_Work to do_: Gather each line in the records below that contains the word "hair", and copy those lines.
# Supplied material start
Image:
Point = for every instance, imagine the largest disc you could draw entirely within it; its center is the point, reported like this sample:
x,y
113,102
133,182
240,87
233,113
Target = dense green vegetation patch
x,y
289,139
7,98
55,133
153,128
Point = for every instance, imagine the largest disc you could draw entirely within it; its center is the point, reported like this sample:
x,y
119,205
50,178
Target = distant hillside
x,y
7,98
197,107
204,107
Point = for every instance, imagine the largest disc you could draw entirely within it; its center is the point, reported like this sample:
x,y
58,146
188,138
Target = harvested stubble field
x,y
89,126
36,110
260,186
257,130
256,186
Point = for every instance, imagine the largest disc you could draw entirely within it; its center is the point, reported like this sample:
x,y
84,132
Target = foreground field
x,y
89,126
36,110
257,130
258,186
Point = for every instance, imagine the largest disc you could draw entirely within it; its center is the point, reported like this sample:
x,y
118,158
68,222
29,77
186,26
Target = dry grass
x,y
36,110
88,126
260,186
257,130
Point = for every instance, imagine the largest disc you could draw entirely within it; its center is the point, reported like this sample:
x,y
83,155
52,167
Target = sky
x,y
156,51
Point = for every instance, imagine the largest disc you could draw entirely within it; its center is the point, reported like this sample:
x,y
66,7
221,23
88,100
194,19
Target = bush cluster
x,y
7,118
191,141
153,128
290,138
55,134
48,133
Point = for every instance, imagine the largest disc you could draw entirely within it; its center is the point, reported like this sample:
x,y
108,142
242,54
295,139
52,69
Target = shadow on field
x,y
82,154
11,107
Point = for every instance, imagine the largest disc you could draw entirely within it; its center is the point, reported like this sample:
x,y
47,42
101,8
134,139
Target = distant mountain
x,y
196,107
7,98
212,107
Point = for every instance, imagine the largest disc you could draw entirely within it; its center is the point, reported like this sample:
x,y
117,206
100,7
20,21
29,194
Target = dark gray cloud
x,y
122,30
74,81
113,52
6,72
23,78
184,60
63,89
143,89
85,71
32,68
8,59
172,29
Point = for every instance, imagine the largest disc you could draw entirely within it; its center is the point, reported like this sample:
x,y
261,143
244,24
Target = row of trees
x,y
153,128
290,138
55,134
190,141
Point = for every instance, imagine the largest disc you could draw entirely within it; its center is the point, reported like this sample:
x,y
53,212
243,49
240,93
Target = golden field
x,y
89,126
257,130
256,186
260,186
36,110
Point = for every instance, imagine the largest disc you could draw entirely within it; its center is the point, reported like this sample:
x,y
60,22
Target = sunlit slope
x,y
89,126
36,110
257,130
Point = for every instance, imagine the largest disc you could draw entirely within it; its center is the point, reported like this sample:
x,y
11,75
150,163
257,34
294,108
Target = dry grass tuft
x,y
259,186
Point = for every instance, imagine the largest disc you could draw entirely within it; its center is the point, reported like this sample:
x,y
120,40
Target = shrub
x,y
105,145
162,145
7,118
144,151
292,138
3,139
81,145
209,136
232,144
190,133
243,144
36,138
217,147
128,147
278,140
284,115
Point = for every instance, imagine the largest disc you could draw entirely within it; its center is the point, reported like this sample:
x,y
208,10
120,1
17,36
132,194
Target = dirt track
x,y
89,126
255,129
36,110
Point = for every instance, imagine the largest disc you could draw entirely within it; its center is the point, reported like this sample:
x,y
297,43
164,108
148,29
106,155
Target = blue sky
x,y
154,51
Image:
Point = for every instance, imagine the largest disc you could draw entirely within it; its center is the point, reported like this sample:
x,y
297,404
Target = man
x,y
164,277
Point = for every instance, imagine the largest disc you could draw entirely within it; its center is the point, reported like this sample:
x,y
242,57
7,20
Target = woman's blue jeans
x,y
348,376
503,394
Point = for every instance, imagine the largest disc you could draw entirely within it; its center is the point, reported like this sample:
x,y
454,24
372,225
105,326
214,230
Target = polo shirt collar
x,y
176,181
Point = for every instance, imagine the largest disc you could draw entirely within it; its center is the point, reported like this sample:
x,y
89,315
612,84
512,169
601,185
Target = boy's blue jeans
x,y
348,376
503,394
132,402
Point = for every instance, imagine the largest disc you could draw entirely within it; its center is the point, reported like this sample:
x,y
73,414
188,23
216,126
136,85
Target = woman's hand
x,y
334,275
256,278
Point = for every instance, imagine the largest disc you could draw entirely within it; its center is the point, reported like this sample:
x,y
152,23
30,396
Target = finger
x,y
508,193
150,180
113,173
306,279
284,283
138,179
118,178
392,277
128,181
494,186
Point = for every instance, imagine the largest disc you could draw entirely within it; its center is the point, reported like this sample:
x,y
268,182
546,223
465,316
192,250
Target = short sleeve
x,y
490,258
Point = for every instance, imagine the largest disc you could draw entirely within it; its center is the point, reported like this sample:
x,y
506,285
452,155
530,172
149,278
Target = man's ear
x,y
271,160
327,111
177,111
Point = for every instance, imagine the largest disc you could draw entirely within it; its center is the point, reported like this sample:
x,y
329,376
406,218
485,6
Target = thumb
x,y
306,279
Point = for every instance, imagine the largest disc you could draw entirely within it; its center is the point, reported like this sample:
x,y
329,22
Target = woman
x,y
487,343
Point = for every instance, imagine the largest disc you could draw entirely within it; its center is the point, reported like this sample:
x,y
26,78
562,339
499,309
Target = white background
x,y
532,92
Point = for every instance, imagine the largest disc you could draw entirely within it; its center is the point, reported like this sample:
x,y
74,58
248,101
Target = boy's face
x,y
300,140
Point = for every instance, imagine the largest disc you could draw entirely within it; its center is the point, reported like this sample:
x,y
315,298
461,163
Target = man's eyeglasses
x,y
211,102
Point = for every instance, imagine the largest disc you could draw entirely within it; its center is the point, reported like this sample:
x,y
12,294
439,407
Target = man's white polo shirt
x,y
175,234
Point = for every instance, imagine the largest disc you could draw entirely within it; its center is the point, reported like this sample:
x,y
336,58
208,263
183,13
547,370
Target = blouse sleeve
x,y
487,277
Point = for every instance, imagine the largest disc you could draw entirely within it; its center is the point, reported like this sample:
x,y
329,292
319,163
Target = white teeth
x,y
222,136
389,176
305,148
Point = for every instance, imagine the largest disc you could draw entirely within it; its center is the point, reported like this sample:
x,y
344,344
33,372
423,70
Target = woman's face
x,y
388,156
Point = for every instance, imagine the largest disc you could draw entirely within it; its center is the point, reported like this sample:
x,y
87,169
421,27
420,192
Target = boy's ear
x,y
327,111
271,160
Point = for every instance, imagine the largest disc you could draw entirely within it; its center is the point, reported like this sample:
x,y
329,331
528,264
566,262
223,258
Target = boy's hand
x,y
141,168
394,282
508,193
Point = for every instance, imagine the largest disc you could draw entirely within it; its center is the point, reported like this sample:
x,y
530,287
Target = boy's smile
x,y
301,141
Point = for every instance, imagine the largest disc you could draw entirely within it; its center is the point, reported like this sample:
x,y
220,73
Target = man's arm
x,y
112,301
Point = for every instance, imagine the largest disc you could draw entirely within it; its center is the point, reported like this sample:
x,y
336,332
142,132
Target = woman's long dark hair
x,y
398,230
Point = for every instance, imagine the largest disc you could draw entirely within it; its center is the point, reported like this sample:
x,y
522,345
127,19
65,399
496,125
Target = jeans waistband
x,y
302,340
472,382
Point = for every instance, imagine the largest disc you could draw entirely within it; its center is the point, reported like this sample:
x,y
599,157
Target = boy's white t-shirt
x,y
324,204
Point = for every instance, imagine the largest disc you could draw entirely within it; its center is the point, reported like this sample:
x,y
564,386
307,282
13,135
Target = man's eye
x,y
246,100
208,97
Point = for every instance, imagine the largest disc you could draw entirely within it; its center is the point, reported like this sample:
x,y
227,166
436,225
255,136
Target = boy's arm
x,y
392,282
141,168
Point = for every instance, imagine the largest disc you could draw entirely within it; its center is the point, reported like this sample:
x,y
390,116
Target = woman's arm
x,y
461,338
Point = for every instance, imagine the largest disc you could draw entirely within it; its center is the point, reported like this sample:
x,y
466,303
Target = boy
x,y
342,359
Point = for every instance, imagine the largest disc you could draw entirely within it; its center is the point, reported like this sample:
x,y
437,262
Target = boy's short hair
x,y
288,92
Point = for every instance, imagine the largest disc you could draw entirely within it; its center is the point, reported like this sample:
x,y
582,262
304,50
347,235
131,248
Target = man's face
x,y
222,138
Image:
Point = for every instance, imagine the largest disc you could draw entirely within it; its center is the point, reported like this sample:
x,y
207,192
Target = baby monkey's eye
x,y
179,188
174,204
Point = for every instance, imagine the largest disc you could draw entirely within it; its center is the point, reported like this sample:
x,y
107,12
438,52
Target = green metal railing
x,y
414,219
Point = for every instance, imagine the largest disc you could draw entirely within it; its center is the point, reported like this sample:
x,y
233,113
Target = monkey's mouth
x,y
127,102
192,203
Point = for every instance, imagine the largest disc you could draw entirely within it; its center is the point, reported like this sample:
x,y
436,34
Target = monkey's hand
# Supplied material end
_Solution_:
Target = woman's long dark hair
Target = boy's short hair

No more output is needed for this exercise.